--- BEGIN Records for this exercise ---

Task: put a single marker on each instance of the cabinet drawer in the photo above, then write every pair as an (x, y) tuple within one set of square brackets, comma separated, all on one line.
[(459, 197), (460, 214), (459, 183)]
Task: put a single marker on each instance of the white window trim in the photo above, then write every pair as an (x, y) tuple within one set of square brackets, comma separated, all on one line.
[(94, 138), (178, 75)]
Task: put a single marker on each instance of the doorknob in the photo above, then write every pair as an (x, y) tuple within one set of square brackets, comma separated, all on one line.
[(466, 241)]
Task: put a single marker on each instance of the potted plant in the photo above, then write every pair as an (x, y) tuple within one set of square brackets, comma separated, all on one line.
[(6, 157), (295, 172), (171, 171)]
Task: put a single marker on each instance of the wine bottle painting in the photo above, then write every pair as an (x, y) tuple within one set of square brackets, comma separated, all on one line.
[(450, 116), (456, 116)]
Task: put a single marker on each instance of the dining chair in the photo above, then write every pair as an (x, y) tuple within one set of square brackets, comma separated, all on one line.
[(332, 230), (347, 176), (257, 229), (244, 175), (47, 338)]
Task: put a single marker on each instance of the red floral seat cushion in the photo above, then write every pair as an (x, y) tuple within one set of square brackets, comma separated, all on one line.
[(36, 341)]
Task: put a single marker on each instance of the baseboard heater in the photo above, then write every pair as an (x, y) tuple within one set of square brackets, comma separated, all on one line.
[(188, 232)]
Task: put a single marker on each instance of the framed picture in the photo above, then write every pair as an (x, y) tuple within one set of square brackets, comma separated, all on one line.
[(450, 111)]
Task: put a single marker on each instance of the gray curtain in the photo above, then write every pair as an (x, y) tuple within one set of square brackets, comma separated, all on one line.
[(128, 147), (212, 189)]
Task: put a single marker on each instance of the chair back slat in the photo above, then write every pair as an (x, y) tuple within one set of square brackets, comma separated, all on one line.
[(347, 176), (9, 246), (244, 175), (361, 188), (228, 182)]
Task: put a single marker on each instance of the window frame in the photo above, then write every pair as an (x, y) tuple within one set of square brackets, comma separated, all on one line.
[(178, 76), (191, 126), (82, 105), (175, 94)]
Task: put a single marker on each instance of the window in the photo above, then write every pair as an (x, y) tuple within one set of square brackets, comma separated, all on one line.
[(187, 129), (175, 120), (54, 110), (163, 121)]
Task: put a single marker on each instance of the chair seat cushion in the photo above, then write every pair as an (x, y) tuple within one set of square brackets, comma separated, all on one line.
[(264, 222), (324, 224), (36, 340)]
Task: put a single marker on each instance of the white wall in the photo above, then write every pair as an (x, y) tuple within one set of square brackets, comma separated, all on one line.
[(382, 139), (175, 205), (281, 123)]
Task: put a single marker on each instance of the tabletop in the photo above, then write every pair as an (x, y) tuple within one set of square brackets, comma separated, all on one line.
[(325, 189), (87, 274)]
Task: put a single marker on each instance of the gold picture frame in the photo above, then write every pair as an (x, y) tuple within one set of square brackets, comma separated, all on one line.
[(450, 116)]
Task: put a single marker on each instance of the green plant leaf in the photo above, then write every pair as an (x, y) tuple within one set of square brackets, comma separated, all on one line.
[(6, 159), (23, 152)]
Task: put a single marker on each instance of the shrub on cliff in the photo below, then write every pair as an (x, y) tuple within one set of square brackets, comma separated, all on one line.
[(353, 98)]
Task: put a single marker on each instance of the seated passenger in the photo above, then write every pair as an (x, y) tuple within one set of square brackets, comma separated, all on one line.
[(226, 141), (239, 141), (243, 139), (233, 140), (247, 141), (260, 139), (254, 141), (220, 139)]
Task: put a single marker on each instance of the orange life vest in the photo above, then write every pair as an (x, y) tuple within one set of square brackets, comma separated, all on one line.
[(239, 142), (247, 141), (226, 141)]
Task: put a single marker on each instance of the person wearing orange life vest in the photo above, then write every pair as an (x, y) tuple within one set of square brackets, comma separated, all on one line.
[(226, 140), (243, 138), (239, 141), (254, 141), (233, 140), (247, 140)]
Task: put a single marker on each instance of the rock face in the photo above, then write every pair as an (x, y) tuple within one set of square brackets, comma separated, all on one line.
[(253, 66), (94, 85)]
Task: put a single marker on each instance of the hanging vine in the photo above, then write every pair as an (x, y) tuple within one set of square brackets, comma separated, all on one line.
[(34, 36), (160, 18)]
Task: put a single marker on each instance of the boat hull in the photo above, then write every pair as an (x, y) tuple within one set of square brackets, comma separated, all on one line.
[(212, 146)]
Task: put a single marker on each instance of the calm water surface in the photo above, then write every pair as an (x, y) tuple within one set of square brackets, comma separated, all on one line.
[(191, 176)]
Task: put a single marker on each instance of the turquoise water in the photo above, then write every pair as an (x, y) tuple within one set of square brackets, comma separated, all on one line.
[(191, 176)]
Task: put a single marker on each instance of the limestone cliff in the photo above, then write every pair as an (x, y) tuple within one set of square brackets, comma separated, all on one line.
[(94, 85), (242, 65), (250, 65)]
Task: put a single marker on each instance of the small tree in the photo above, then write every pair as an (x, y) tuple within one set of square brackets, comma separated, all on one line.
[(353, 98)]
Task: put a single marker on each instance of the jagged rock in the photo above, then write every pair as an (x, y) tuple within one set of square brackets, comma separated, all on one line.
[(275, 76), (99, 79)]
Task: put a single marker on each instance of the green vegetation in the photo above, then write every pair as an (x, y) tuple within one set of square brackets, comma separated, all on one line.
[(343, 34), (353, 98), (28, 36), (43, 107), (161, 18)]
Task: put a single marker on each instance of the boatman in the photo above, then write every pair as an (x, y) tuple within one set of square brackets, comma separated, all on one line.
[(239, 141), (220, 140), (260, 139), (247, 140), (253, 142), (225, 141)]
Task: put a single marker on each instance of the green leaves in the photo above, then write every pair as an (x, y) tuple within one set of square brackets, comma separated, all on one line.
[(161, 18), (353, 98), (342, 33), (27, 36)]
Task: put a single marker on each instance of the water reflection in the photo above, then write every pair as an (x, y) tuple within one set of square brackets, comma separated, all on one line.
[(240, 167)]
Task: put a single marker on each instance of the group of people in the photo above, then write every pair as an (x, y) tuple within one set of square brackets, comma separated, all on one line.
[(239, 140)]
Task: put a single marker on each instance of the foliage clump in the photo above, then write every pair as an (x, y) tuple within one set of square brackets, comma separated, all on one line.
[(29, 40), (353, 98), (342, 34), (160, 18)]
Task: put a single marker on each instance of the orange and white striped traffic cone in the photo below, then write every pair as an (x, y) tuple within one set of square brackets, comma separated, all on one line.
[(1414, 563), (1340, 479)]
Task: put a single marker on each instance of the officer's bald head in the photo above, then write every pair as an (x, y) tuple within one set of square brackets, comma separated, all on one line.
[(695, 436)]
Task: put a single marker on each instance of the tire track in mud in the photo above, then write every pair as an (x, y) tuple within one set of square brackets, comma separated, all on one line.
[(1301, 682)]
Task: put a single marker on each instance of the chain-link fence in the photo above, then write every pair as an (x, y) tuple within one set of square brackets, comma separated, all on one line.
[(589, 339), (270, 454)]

--- END Records for this exercise ---

Exercise details ▸
Please edit the entries above from the line holding "Task: put a single marker on each instance of the jagged" through the line holding "[(343, 34), (353, 98), (28, 36), (43, 107), (161, 18)]", inclusive, swapping "vegetation" for "foliage" and leaving everything else unchanged. Return only those lines.

Solution ▸
Task: put a single marker on each instance of the jagged rock in the photo above, then write every pair as an (x, y) tuple within one set of square brackets, comma separated, all on one line.
[(275, 76), (99, 79)]
Task: put a single marker on each instance of the green foliage in the photo above, then write every pair as an (x, y) tuple within one set of square brackets, comma separated, all on one line.
[(343, 34), (353, 98), (28, 36), (43, 107), (161, 18)]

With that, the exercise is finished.